:: BRANO DI PARTENZA ::

Il Papa e la democrazia

 

 

Giovanni Paolo II impartisce una magistrale lezione al Parlamento italiano sulla vera democrazia e afferma che l’alleanza tra questa e il relativismo etico porta al totalitarismo.
È quel che sta accadendo oggi in Europa?

 

Un elogio condizionato della democrazia: è quel che ha pronunciato Giovanni Paolo II nel suo discorso davanti al Parlamento italiano. Egli ha ricordato (e non per la prima volta: non ha fatto che citare un passo della Veritatis Splendor) il “rischio dell’alleanza fra democrazia e relativismo etico, che toglie alla convivenza civile ogni sicuro punto di riferimento morale e la priva, più radicalmente, del riconoscimento della verità”, Opportuno invito: da noi manca una riflessione profonda sulla natura e i limiti del sistema democratico.
Perché pare esistere una affinità tra “democrazia” e “relativismo etico”? Non dovrebbe essere così. Il fatto – purtroppo – è che la democrazia non ha radici troppo forti, né in Italia né nell’Europa continentale, Negli ultimi tre secoli, i cuori europei hanno profondamente creduto piuttosto ai totalitarismi di massa.
Con entusiasmo autentico, con vera “fede”, gli europei hanno lottato al seguito di Napoleone (il primo dittatore moderno, sostenuto dall’opinione pubblica), per i fascismi e i comunismi; hanno accettato di operare, di morire e di uccidere per pensieri unici e stati ideologici.
Così, è ovvio che dovendo adottare la democrazia pluralista come mezzo per porre fine alla “guerra civile europea” che ha insanguinato il ventesimo secolo, l’Europa e l’Italia – la intenda come una specie di vacanza dalle “dottrine uniche ufficiali” dei totalitarismi: ogni opzione morale possibile (e persino ogni opzione immorale), qualunque visione del mondo, anche nichilista e distruttiva, hanno oggi pari legittimità. E possono essere messe ai voti.
Prima c’era una sola “verità” ammessa, oggi ce ne sono tante – ciascuna propugnata da un partito modellatosi come un piccolo partito totalitario di ieri – e tutte si equivalgono.

:::

**ESERCIZI**
[A] Riassumi in due frasi il brano sul Papa e la democrazia.
[B] Chi viene definito nel brano sul Papa e la democrazia il primo dittatore moderno?
[C] Stampa il passo del brano compreso tra "Un elogio condizionato" e "del sistema democratico.", estremi inclusi.
I record non hanno alcun ruolo in questo lavoro.

:: DATI FORNITI ::

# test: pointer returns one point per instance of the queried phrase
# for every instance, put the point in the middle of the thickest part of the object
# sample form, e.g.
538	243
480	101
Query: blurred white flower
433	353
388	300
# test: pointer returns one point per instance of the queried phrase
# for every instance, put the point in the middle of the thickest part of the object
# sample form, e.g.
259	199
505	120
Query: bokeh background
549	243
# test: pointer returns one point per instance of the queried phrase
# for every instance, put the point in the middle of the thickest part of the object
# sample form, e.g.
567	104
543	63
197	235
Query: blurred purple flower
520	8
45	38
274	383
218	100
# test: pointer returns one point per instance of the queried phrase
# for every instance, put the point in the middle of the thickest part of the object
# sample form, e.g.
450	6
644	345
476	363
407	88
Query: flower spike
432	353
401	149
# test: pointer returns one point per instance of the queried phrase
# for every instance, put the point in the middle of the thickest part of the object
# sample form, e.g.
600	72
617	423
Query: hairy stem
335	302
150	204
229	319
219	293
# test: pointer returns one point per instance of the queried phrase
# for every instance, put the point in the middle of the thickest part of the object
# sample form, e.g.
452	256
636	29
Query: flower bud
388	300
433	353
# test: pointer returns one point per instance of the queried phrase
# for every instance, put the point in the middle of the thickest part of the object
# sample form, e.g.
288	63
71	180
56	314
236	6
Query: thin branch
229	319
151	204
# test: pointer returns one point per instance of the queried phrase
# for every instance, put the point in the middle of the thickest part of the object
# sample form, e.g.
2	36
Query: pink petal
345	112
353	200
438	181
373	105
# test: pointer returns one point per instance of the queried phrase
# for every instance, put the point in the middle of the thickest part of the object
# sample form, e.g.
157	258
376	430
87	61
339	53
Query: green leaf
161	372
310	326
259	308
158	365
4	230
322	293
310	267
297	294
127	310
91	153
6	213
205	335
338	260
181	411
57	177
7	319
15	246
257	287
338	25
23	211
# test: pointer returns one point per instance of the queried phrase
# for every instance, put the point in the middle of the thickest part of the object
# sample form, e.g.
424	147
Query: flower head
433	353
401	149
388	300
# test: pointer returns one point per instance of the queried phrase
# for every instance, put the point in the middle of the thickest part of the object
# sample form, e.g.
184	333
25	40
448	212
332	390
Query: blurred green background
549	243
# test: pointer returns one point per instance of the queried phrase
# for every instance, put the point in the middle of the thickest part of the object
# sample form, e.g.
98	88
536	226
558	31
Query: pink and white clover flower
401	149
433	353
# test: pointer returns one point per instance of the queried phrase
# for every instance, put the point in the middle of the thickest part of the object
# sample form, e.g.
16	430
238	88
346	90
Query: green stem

:::
:: DATI FORNITI ::

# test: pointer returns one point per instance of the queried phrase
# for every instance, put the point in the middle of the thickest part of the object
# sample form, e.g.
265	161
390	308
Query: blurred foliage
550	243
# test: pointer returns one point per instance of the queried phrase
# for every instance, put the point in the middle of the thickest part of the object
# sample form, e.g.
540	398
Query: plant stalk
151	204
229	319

:::

**RISPOSTE ATTESE**
[A] Nel suo discorso al Parlamento italiano, Giovanni Paolo II ha pronunciato un elogio condizionato della democrazia, ricordando il rischio della sua alleanza con il relativismo etico. Secondo il brano, la democrazia non ha radici troppo forti in Italia e nell'Europa continentale, dove oggi qualunque visione del mondo ha pari legittimità e tutte le "verità" si equivalgono.

[B] Napoleone.

[C]
Un elogio condizionato della democrazia: è quel che ha pronunciato Giovanni Paolo II nel suo discorso davanti al Parlamento italiano. Egli ha ricordato (e non per la prima volta: non ha fatto che citare un passo della Veritatis Splendor) il “rischio dell’alleanza fra democrazia e relativismo etico, che toglie alla convivenza civile ogni sicuro punto di riferimento morale e la priva, più radicalmente, del riconoscimento della verità”, Opportuno invito: da noi manca una riflessione profonda sulla natura e i limiti del sistema democratico.